**Problem to solve**
From the records below, take each line where the string "wooden" shows up and copy it.

+--

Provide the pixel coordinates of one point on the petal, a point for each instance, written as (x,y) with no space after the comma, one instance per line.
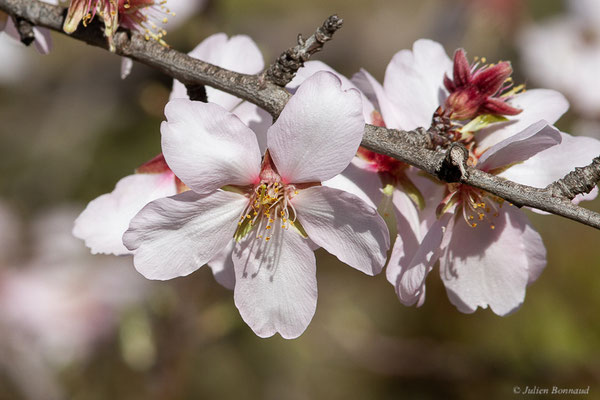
(484,267)
(106,218)
(174,236)
(256,119)
(410,284)
(276,284)
(318,132)
(222,266)
(555,162)
(208,147)
(414,83)
(408,237)
(43,40)
(360,182)
(312,67)
(126,66)
(536,138)
(345,226)
(537,104)
(238,53)
(387,108)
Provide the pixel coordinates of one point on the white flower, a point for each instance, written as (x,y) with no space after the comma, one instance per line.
(275,209)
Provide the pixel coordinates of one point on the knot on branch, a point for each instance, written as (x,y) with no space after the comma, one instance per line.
(580,181)
(282,71)
(25,29)
(454,164)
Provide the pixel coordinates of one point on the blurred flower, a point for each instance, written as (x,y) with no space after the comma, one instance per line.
(564,53)
(106,218)
(275,209)
(476,267)
(58,306)
(143,16)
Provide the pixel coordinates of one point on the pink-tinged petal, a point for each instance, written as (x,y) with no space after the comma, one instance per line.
(414,83)
(238,53)
(318,132)
(410,284)
(106,218)
(126,66)
(492,267)
(276,284)
(555,162)
(312,67)
(174,236)
(536,105)
(208,147)
(11,30)
(408,238)
(222,266)
(43,40)
(345,226)
(256,119)
(520,147)
(388,109)
(360,182)
(490,79)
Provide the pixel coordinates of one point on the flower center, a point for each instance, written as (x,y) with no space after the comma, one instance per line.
(268,210)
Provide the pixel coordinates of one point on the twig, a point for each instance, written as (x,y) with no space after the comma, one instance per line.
(412,147)
(282,71)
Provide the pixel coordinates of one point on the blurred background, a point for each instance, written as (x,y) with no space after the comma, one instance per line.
(78,326)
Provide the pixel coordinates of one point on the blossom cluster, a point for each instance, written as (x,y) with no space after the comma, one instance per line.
(252,198)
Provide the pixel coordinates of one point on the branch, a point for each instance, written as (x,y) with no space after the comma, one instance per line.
(25,30)
(412,147)
(290,61)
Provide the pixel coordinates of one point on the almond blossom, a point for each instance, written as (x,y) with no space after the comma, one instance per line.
(42,41)
(144,16)
(276,209)
(106,218)
(488,254)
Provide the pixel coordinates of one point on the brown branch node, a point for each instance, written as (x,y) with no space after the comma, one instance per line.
(580,181)
(283,70)
(25,29)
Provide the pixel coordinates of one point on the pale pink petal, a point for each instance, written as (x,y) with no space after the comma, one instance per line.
(256,119)
(537,104)
(520,147)
(107,217)
(492,267)
(208,147)
(391,116)
(43,40)
(222,266)
(174,236)
(414,83)
(408,238)
(312,67)
(555,162)
(360,182)
(410,284)
(238,53)
(276,285)
(318,132)
(345,226)
(126,66)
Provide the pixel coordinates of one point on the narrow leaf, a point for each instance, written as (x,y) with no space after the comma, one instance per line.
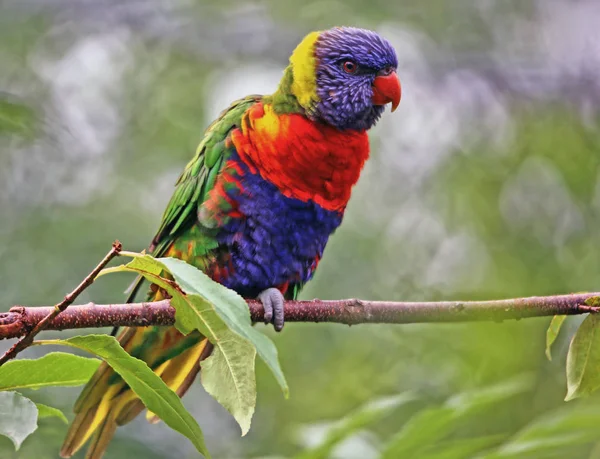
(223,317)
(355,422)
(153,392)
(45,411)
(232,309)
(552,333)
(583,359)
(559,429)
(18,417)
(462,449)
(431,425)
(53,369)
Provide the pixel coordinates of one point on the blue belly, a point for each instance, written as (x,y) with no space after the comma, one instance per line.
(279,240)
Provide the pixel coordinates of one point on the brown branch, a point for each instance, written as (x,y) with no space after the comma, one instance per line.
(21,320)
(51,314)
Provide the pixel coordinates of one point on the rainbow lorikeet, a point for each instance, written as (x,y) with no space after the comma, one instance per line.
(256,205)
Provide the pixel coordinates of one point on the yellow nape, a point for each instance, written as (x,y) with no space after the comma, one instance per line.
(304,63)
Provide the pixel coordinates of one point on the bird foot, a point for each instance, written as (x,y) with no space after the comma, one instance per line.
(272,301)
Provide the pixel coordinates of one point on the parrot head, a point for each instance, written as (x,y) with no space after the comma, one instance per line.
(345,77)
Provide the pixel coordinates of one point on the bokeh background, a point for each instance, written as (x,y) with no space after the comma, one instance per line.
(484,184)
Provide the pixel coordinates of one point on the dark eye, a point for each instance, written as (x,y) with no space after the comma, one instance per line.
(350,67)
(385,71)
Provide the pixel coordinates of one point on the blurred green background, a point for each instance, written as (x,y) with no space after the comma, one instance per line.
(484,184)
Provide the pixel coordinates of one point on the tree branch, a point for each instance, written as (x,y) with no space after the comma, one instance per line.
(21,320)
(51,313)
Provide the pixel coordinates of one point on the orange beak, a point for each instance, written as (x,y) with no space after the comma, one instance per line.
(386,89)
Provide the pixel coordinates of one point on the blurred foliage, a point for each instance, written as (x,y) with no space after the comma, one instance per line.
(484,184)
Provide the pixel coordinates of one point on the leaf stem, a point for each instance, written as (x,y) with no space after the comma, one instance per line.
(26,341)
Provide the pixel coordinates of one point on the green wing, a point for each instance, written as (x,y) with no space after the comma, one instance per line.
(199,176)
(196,181)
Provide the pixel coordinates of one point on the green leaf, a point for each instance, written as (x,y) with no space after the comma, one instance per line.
(583,359)
(562,428)
(18,417)
(153,392)
(552,333)
(354,422)
(433,424)
(462,449)
(15,116)
(54,369)
(223,317)
(45,411)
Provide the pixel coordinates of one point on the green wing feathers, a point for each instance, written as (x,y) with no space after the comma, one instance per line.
(107,402)
(199,176)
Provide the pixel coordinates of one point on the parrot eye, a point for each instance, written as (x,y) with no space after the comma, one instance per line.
(350,67)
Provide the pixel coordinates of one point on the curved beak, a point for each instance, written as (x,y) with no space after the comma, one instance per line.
(386,89)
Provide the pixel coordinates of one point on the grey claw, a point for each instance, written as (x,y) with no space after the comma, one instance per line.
(272,300)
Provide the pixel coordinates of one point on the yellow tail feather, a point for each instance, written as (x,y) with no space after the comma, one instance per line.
(105,404)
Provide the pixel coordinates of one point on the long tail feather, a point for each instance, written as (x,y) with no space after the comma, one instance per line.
(107,402)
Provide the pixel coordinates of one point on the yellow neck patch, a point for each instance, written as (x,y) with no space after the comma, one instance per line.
(304,64)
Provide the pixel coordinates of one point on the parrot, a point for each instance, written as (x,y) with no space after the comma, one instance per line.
(255,206)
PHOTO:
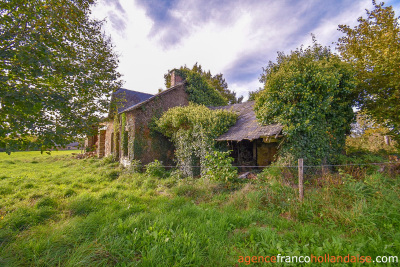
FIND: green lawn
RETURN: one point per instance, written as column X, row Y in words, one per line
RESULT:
column 57, row 210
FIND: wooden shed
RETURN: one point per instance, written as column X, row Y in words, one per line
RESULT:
column 252, row 144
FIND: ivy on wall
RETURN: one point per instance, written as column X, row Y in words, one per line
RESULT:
column 193, row 129
column 124, row 135
column 116, row 136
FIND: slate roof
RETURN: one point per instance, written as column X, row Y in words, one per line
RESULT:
column 132, row 98
column 247, row 126
column 149, row 99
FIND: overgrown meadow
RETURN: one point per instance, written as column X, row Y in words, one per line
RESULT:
column 58, row 210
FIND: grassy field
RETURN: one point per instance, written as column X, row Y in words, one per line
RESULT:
column 57, row 210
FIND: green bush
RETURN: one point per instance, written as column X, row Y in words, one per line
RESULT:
column 136, row 166
column 155, row 169
column 219, row 167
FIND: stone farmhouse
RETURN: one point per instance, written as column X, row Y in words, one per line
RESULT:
column 251, row 143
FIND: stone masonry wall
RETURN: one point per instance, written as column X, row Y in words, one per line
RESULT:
column 147, row 144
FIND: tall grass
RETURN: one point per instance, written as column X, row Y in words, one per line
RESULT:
column 70, row 212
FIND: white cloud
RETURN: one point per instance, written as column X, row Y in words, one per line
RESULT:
column 236, row 38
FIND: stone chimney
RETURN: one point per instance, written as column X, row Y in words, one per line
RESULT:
column 175, row 78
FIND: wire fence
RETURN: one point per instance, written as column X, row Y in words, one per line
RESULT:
column 295, row 166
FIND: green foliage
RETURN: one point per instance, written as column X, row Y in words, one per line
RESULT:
column 135, row 166
column 57, row 70
column 219, row 167
column 144, row 221
column 193, row 129
column 116, row 127
column 373, row 48
column 310, row 93
column 124, row 135
column 155, row 169
column 204, row 88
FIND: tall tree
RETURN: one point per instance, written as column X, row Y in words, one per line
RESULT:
column 57, row 70
column 310, row 93
column 217, row 82
column 373, row 48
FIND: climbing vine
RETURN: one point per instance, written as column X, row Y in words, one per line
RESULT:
column 124, row 135
column 193, row 129
column 116, row 134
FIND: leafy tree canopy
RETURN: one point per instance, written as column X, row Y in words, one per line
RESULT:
column 56, row 71
column 193, row 129
column 204, row 88
column 310, row 93
column 373, row 48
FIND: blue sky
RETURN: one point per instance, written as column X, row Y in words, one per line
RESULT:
column 233, row 37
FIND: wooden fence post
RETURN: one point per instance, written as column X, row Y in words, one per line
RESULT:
column 301, row 194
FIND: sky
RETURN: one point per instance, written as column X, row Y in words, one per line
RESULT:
column 234, row 37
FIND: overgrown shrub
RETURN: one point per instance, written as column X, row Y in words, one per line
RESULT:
column 310, row 93
column 219, row 167
column 155, row 169
column 136, row 166
column 193, row 129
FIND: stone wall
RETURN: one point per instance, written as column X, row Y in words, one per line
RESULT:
column 148, row 145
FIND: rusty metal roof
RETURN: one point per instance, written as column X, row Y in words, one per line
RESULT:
column 247, row 126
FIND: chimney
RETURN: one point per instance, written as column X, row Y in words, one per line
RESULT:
column 175, row 78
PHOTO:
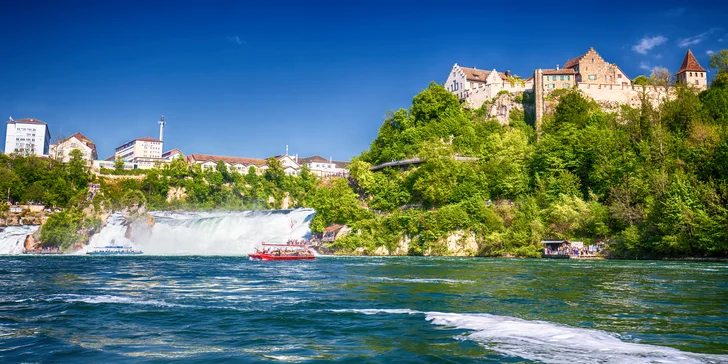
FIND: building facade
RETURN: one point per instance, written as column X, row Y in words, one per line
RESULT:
column 241, row 165
column 558, row 78
column 691, row 73
column 27, row 137
column 591, row 68
column 323, row 167
column 62, row 150
column 144, row 152
column 473, row 86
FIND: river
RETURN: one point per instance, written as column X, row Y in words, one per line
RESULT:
column 361, row 309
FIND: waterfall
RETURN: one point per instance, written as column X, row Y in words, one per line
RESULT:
column 205, row 233
column 12, row 238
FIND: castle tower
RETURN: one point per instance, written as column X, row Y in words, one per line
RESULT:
column 691, row 73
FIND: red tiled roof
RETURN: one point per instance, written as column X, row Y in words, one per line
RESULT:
column 690, row 64
column 170, row 152
column 472, row 74
column 314, row 159
column 225, row 159
column 82, row 138
column 333, row 228
column 148, row 139
column 568, row 71
column 320, row 159
column 574, row 61
column 27, row 121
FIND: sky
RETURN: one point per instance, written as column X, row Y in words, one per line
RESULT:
column 246, row 79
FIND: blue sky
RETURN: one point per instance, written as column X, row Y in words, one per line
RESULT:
column 246, row 78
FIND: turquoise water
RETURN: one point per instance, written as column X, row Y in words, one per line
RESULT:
column 352, row 310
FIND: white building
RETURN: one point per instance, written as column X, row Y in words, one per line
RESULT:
column 62, row 150
column 474, row 86
column 241, row 165
column 289, row 163
column 144, row 152
column 323, row 167
column 27, row 136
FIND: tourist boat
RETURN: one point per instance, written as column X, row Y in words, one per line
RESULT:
column 291, row 250
column 114, row 250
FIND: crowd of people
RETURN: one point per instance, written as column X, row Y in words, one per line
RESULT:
column 284, row 252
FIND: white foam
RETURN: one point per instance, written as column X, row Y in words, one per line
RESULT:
column 207, row 233
column 552, row 343
column 12, row 238
column 70, row 298
column 374, row 311
column 423, row 280
column 548, row 342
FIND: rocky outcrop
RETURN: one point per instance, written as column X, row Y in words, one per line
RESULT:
column 32, row 241
column 403, row 246
column 501, row 108
column 382, row 250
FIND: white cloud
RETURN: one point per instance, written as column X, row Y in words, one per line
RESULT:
column 235, row 39
column 687, row 42
column 697, row 39
column 672, row 13
column 646, row 44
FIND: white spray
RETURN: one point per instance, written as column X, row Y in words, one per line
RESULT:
column 206, row 233
column 12, row 238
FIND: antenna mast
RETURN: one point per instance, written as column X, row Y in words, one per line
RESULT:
column 161, row 128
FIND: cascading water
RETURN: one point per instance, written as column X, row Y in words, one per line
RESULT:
column 206, row 233
column 12, row 238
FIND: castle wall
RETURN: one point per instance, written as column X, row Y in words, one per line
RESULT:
column 624, row 95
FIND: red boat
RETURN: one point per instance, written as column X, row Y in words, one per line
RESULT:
column 292, row 250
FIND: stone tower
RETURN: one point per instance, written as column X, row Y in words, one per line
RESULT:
column 692, row 73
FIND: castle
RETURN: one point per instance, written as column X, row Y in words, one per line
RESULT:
column 605, row 82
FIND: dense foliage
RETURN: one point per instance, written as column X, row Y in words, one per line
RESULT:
column 653, row 181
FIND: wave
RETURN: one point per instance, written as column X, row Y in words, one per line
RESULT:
column 548, row 342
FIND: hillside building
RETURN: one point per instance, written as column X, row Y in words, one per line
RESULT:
column 323, row 167
column 473, row 86
column 691, row 73
column 591, row 68
column 62, row 150
column 241, row 165
column 143, row 152
column 27, row 137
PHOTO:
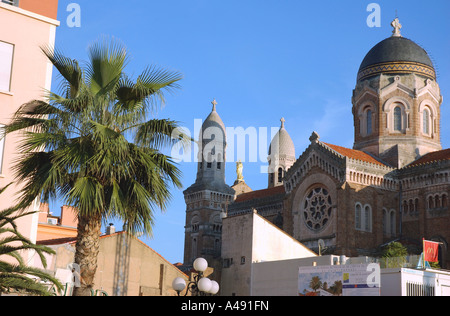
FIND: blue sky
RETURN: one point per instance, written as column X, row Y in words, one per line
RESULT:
column 261, row 60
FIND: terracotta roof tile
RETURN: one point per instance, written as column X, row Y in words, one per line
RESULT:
column 431, row 157
column 260, row 194
column 355, row 154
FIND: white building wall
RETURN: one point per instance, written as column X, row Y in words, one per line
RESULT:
column 250, row 238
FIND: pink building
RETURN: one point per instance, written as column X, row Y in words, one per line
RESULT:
column 25, row 26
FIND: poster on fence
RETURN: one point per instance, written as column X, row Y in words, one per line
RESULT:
column 341, row 280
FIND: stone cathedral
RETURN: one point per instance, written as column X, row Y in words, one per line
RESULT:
column 393, row 185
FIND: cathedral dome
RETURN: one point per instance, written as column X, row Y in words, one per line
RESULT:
column 282, row 144
column 213, row 120
column 396, row 55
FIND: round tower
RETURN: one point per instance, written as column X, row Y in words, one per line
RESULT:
column 396, row 102
column 209, row 195
column 281, row 156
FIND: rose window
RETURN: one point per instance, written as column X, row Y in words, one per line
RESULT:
column 317, row 209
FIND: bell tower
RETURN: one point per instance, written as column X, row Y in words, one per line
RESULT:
column 396, row 102
column 209, row 195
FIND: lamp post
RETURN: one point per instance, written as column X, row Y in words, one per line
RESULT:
column 200, row 285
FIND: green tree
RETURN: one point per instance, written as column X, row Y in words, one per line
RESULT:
column 97, row 146
column 316, row 283
column 15, row 275
column 395, row 255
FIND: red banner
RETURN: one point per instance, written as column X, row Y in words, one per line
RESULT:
column 430, row 251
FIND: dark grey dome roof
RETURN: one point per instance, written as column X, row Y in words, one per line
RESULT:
column 395, row 49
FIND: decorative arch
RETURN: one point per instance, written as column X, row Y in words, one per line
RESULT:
column 397, row 111
column 428, row 118
column 367, row 118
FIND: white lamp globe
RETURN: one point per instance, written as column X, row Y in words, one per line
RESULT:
column 200, row 265
column 179, row 284
column 214, row 288
column 204, row 285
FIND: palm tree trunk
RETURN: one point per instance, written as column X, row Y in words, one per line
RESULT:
column 87, row 248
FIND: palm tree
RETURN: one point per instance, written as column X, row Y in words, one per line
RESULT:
column 98, row 148
column 14, row 274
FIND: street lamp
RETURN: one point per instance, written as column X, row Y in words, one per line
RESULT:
column 200, row 285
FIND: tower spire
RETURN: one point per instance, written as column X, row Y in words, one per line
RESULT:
column 397, row 27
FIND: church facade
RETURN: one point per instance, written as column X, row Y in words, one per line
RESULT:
column 393, row 185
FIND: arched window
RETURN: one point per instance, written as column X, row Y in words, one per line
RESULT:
column 369, row 122
column 363, row 217
column 280, row 174
column 358, row 216
column 397, row 119
column 392, row 222
column 426, row 121
column 367, row 218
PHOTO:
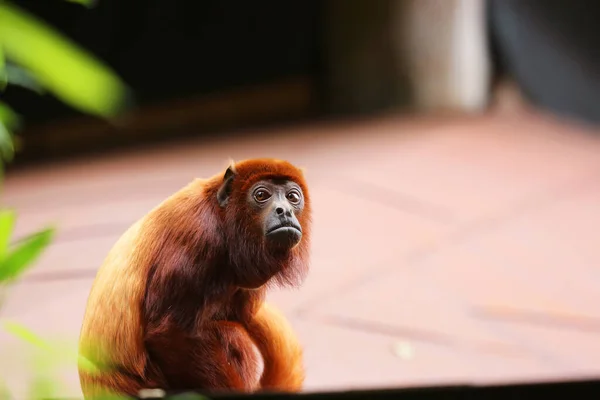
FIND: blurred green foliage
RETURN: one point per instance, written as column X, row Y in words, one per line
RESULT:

+--

**Result of the exercise**
FIND: wooden shed
FIND: wooden fence post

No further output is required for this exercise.